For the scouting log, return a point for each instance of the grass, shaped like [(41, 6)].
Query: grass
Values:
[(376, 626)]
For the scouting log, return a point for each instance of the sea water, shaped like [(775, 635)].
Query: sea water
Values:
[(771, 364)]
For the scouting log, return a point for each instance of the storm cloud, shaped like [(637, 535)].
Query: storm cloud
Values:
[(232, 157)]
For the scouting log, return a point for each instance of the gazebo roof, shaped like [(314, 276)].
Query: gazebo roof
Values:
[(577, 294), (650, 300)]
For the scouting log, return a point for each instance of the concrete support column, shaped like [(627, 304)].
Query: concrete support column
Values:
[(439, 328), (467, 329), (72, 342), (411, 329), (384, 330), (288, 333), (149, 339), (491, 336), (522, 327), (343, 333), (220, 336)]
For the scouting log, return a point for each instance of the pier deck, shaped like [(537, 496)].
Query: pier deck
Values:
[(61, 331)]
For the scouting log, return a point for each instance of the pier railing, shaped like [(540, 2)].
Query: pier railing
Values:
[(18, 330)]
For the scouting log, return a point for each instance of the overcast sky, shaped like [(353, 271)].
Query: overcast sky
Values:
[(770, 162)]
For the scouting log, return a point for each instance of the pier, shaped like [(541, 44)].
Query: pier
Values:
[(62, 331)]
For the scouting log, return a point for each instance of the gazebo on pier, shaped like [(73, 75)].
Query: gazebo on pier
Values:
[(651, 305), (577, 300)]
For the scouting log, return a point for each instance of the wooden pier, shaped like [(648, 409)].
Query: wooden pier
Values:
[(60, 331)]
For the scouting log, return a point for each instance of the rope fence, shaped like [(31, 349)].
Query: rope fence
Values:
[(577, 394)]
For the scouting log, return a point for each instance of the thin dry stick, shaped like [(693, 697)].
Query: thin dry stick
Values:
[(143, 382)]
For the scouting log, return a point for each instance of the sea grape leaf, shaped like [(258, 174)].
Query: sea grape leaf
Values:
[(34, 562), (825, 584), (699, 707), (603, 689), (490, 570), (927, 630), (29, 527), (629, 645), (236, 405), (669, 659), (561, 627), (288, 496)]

---

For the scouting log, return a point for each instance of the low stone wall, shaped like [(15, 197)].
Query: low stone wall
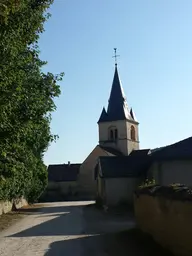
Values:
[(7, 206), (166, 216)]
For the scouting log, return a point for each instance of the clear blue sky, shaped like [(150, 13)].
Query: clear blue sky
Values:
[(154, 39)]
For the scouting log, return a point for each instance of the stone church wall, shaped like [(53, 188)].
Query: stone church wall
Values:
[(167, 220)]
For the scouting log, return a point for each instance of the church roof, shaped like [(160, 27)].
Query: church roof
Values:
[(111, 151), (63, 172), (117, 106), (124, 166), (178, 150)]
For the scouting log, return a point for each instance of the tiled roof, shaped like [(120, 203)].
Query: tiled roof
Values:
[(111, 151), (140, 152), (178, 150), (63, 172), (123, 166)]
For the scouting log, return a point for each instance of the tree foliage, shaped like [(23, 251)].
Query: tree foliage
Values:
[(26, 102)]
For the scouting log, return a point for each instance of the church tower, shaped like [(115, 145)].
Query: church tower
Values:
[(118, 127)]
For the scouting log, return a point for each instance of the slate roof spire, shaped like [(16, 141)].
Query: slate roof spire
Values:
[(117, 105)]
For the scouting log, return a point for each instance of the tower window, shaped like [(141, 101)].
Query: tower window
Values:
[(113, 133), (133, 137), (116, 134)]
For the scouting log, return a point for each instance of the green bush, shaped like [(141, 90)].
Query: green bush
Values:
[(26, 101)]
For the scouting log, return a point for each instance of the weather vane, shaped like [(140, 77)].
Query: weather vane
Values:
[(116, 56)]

==

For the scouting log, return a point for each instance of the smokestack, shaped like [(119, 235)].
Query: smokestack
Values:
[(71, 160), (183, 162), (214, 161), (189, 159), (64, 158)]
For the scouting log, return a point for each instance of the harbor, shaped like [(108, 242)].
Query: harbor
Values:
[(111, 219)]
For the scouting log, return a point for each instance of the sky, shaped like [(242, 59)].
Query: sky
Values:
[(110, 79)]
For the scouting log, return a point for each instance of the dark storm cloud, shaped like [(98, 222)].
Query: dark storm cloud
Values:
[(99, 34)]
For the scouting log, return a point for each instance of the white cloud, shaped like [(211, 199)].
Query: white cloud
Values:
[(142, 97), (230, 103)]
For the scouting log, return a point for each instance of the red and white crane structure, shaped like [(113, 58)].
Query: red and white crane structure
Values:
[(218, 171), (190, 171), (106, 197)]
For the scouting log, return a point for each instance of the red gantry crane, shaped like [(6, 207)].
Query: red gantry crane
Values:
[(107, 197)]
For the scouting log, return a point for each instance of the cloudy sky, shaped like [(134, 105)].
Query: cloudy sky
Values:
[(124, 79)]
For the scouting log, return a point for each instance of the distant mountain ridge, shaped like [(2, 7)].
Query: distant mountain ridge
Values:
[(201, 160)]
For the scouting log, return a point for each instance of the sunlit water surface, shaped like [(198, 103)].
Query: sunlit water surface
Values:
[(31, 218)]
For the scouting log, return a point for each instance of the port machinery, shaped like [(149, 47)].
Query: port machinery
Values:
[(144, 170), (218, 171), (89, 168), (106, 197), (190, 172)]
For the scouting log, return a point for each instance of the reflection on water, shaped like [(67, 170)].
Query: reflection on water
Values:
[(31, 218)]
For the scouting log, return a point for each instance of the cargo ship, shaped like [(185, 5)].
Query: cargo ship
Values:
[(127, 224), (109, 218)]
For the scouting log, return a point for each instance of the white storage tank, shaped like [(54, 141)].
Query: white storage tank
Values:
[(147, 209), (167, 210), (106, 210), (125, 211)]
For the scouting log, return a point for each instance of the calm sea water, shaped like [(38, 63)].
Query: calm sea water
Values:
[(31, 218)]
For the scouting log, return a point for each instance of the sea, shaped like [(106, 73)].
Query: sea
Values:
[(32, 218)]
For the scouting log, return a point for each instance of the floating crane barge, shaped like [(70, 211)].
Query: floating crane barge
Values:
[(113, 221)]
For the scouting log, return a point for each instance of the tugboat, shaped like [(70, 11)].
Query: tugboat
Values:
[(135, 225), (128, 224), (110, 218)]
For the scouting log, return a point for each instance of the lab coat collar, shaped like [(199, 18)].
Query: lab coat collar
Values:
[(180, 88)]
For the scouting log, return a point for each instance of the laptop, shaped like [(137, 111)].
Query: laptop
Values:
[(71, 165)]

Aim of the exercise: Convert the entries into a JSON list of strings with one string per line and no blank lines. Start at the line containing "like [(41, 6)]." and end with the line containing "627), (288, 496)]".

Answer:
[
  "For the scouting log, return a point for each instance of the grass, shaped like [(41, 6)].",
  "Query: grass",
  "Values:",
  "[(376, 626)]",
  "For the scouting log, return a point for each instance of the sea water, shaped like [(775, 635)].",
  "Query: sea water",
  "Values:",
  "[(771, 364)]",
  "For the scouting log, return a point for each instance of the storm cloud, shaped like [(637, 535)].",
  "Query: storm cloud",
  "Values:",
  "[(232, 157)]",
  "For the scouting log, return a point for each instance of the gazebo roof, shaped like [(314, 276)].",
  "Query: gazebo roof",
  "Values:",
  "[(577, 294), (650, 300)]",
  "For the scouting log, return a point for each instance of the concrete support column, shaped like [(627, 304)].",
  "Query: concrete support column",
  "Values:",
  "[(439, 328), (467, 329), (72, 342), (411, 329), (384, 330), (288, 333), (149, 339), (491, 336), (522, 327), (343, 333), (220, 336)]",
  "For the scouting log, return a point for each instance of the pier deck, shaped like [(537, 496)].",
  "Query: pier deck",
  "Values:",
  "[(61, 331)]",
  "For the scouting log, return a point for each instance of the pier railing, shaped like [(540, 2)].",
  "Query: pier railing",
  "Values:",
  "[(18, 330)]",
  "For the scouting log, return a point for each instance of the overcast sky, shaped like [(353, 271)].",
  "Query: overcast sky",
  "Values:",
  "[(770, 162)]",
  "For the scouting log, return a point for each instance of the pier, shaped like [(541, 44)].",
  "Query: pier",
  "Values:",
  "[(62, 331)]",
  "For the scouting log, return a point for each instance of the gazebo on pier, shaped like [(73, 75)].",
  "Query: gazebo on pier",
  "Values:",
  "[(651, 305), (577, 300)]",
  "For the scouting log, return a point for each instance of the wooden pier, shaped like [(648, 409)].",
  "Query: wooden pier",
  "Values:",
  "[(60, 331)]",
  "For the scouting log, return a point for each instance of the rope fence, shaped like [(31, 349)].",
  "Query: rope fence",
  "Values:",
  "[(577, 394)]",
  "For the scouting log, return a point for each instance of the thin dry stick, shaped like [(693, 697)].",
  "Query: thin dry stick",
  "Values:",
  "[(143, 382)]",
  "For the scouting log, return a point for each instance of the sea grape leaf, shaped like [(258, 174)].",
  "Query: sea grape leaf",
  "Values:",
  "[(34, 562), (825, 584), (699, 707), (603, 689), (490, 570), (927, 630), (29, 527), (629, 645), (236, 405), (669, 659), (561, 627), (288, 496)]"
]